## Directions for this task
Nothing but the lines from the one showing "Can you spot the small tree" through the final line of the data below belongs in the answer, duplicated exactly and without pictures.
BEGIN Provided information
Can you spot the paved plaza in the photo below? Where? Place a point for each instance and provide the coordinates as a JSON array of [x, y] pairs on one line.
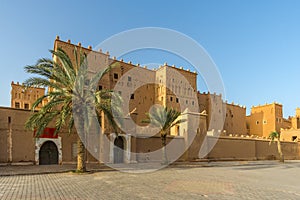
[[220, 180]]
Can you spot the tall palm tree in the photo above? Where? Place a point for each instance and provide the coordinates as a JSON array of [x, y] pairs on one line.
[[275, 135], [71, 99], [164, 119]]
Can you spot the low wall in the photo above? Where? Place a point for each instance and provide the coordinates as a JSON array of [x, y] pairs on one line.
[[149, 149], [228, 148]]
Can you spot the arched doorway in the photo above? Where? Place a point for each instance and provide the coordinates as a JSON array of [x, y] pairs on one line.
[[48, 154], [119, 150]]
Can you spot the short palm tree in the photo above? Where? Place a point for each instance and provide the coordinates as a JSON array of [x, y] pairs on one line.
[[164, 119], [71, 98], [275, 135]]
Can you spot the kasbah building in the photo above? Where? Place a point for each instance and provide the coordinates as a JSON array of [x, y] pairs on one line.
[[235, 135]]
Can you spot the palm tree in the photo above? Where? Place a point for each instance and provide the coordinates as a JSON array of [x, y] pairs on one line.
[[71, 96], [164, 119], [275, 135]]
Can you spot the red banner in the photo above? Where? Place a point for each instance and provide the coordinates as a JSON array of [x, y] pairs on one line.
[[48, 133]]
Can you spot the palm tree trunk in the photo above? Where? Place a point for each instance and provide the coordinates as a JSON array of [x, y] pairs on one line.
[[81, 165], [281, 158], [164, 152]]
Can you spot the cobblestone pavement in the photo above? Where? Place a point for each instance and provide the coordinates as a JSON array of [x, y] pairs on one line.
[[236, 181]]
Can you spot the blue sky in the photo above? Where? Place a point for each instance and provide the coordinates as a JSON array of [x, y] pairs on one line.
[[255, 44]]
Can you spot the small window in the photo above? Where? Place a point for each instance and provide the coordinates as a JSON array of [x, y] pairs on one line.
[[17, 105], [116, 76], [26, 106]]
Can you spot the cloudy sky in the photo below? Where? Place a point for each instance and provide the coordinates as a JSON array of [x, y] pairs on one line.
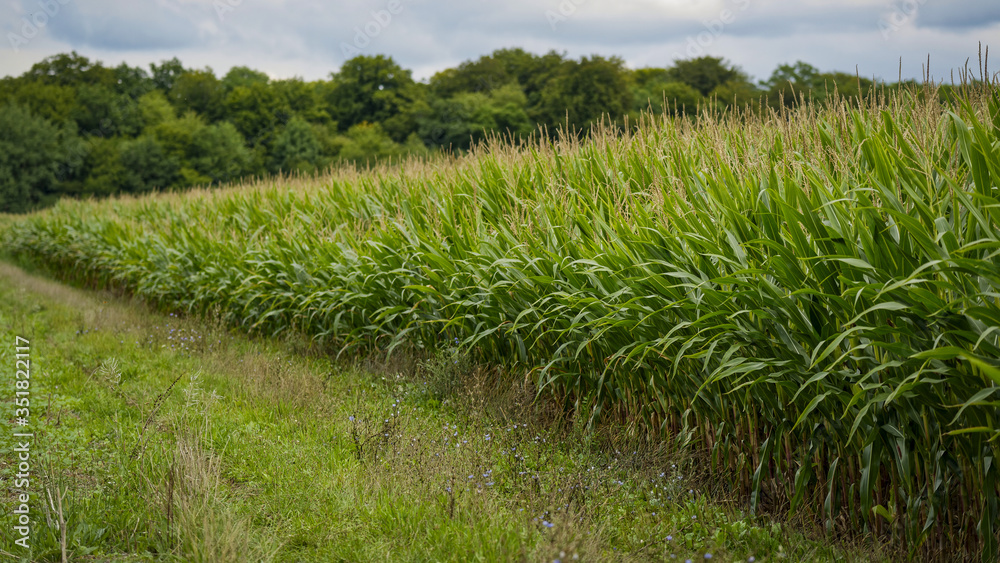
[[311, 38]]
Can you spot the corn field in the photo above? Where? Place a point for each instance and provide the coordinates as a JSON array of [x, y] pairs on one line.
[[811, 296]]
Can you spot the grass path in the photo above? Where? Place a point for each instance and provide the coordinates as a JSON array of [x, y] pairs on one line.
[[168, 439]]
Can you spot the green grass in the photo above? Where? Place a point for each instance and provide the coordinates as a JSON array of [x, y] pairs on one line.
[[809, 297], [253, 456]]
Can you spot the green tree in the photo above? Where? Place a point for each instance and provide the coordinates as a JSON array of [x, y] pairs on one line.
[[304, 99], [155, 109], [468, 117], [206, 153], [35, 157], [133, 82], [256, 112], [166, 74], [655, 90], [100, 111], [368, 143], [71, 70], [582, 92], [147, 166], [374, 90], [198, 91], [243, 76], [296, 148], [103, 173], [704, 74]]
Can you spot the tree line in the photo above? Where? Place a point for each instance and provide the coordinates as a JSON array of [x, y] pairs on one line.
[[73, 127]]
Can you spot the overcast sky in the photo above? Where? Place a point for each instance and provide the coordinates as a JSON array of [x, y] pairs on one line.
[[311, 38]]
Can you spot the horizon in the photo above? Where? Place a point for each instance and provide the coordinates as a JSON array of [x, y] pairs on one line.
[[873, 39]]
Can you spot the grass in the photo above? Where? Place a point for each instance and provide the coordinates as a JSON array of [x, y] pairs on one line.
[[809, 298], [169, 439]]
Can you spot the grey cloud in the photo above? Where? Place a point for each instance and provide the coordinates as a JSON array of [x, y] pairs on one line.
[[122, 25]]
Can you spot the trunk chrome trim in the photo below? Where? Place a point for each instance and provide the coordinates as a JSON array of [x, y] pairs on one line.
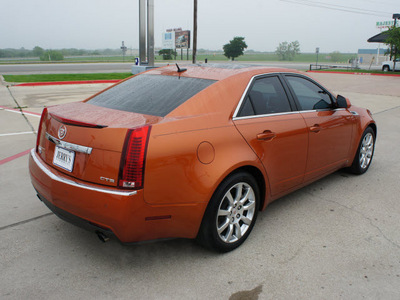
[[75, 184], [69, 146], [266, 115]]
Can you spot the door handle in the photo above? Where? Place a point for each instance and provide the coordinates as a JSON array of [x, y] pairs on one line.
[[316, 128], [266, 135]]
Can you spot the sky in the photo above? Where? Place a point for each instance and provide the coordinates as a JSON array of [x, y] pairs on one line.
[[331, 25]]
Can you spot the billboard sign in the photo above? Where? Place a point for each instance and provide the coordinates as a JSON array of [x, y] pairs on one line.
[[386, 24], [176, 39], [168, 40], [182, 39]]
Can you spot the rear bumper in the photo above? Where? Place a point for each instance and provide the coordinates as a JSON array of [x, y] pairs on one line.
[[112, 211]]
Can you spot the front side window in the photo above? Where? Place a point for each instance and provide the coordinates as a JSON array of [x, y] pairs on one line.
[[309, 95], [266, 96]]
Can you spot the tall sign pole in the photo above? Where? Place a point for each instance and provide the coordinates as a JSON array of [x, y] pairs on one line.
[[150, 32], [142, 31], [194, 31]]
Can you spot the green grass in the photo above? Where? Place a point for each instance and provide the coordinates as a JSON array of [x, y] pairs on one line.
[[358, 71], [65, 77], [211, 56]]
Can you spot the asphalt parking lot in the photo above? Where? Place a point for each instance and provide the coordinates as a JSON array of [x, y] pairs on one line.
[[337, 238]]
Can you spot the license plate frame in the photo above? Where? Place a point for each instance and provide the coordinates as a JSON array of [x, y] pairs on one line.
[[64, 158]]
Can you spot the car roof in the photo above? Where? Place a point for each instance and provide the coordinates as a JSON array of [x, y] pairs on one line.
[[217, 71]]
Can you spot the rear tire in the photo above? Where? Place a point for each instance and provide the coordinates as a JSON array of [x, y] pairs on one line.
[[231, 213], [365, 152]]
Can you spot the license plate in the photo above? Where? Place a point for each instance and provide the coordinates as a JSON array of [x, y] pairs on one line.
[[64, 158]]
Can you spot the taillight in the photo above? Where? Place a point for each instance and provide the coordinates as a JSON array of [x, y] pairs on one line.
[[75, 122], [131, 172], [42, 117]]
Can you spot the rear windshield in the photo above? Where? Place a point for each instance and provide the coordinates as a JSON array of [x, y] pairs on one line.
[[155, 95]]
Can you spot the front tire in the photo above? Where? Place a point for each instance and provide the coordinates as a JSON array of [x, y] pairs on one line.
[[231, 213], [365, 152]]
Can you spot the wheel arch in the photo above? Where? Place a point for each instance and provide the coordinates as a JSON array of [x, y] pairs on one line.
[[258, 176], [374, 128]]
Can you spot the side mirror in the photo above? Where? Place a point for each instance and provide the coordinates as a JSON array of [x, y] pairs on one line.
[[341, 102]]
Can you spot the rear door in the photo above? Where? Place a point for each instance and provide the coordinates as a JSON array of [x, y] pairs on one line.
[[330, 130], [276, 133]]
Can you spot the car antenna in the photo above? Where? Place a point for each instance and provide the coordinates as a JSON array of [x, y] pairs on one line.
[[179, 69]]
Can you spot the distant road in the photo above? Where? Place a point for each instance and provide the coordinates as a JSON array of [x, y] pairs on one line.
[[67, 68], [22, 69]]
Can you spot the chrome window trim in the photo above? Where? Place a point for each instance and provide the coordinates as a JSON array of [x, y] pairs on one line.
[[265, 116], [69, 146], [75, 184]]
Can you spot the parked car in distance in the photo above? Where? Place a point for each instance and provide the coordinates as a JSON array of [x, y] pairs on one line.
[[389, 65], [195, 152]]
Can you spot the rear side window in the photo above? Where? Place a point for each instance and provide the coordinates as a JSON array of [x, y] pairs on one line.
[[266, 96], [155, 95], [309, 95]]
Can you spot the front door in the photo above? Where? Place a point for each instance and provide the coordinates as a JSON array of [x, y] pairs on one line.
[[276, 134]]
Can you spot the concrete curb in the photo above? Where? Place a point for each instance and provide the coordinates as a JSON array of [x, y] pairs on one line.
[[356, 73], [67, 82]]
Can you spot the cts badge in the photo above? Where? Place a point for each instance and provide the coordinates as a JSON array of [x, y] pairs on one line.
[[107, 179], [62, 132]]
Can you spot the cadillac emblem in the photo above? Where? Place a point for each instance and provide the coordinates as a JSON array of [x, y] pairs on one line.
[[62, 132]]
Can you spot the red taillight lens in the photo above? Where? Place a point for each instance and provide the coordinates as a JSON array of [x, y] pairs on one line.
[[131, 171], [42, 117]]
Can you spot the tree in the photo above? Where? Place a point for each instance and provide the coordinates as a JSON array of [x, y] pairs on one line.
[[393, 41], [235, 47], [52, 55], [167, 53], [37, 51], [287, 51]]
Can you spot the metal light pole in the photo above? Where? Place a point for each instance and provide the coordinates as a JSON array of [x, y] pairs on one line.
[[194, 31], [150, 32], [142, 31], [146, 33]]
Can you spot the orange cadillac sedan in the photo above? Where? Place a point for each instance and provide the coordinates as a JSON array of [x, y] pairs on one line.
[[194, 153]]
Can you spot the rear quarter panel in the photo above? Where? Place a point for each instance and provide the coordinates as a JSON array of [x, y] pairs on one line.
[[201, 126]]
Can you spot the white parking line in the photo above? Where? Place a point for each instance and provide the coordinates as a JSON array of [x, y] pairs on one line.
[[17, 133]]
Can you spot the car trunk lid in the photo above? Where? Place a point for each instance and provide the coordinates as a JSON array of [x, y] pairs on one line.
[[86, 141]]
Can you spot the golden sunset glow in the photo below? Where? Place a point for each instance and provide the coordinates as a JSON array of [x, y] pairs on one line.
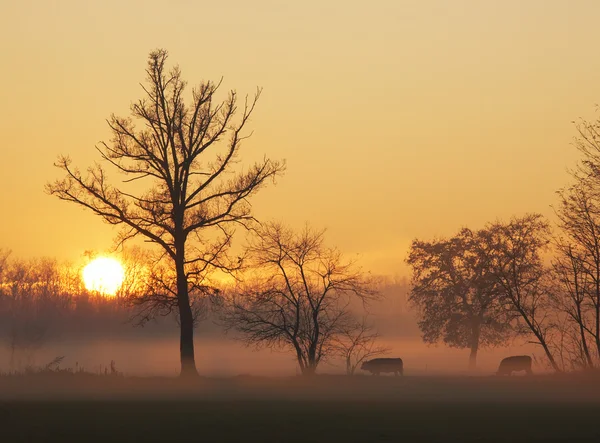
[[104, 275]]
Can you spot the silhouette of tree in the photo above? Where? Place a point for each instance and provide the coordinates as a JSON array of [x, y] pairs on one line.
[[457, 298], [356, 343], [184, 156], [577, 261], [298, 297], [515, 261]]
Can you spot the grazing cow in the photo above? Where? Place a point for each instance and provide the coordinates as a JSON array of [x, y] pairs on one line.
[[379, 365], [514, 364]]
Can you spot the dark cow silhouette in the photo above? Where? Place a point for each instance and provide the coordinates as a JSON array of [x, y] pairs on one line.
[[379, 365], [514, 364]]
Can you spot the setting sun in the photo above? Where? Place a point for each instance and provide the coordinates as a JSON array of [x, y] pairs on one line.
[[104, 275]]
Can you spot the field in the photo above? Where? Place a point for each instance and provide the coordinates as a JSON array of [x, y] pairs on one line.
[[322, 409]]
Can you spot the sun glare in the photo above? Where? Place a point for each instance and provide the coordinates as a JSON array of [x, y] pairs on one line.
[[104, 275]]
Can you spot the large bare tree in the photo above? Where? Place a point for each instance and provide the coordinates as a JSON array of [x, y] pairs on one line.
[[514, 252], [457, 299], [181, 182], [299, 296]]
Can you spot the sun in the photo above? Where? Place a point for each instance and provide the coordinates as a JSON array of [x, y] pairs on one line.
[[104, 275]]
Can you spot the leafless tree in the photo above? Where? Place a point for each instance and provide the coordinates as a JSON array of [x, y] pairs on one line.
[[515, 261], [357, 342], [298, 297], [182, 191], [457, 299]]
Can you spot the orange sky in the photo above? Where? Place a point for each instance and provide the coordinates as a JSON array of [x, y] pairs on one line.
[[398, 119]]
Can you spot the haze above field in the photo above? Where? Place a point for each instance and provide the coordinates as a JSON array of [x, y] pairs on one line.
[[397, 119]]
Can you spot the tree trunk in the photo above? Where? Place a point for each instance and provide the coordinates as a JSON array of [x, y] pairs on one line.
[[475, 333], [473, 357], [586, 352], [186, 320]]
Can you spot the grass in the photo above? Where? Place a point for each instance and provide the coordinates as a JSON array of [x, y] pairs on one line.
[[323, 409]]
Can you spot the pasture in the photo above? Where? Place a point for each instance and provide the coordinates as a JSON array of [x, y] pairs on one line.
[[320, 409]]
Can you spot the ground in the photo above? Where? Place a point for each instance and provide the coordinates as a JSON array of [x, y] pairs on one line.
[[322, 409]]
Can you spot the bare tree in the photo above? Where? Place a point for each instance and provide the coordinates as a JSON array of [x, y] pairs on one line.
[[357, 342], [457, 299], [578, 259], [184, 156], [298, 299], [515, 261]]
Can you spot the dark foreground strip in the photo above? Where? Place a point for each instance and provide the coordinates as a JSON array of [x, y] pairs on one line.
[[293, 421]]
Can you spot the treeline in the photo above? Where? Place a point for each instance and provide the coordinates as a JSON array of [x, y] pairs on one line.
[[43, 300], [525, 277]]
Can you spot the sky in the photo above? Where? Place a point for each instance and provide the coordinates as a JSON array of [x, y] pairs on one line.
[[398, 119]]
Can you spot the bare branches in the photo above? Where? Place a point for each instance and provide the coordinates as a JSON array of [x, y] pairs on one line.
[[186, 155], [299, 296], [456, 296]]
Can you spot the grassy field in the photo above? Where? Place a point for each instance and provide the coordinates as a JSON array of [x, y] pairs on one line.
[[323, 409]]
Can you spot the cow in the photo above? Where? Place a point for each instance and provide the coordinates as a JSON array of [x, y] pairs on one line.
[[379, 365], [514, 364]]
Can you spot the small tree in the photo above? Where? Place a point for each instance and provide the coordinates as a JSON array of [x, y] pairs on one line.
[[298, 297], [515, 262], [357, 343], [457, 299], [184, 157]]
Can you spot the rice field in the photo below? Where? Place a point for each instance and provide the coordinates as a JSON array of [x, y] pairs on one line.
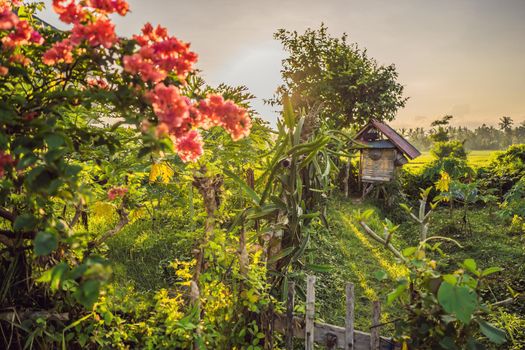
END Provided information
## Answer for the task
Can you spot the small tree in the photo above? Where? Place a point for each instance and provide the coordinates as a JSON array of [x, y] pairs on one line.
[[298, 297], [515, 262], [357, 343], [457, 299], [184, 157]]
Can you spot the rice field in the photo below? Where? Place a point for each instance and provide the coordinates as a JSON array of [x, y] pairs on one line.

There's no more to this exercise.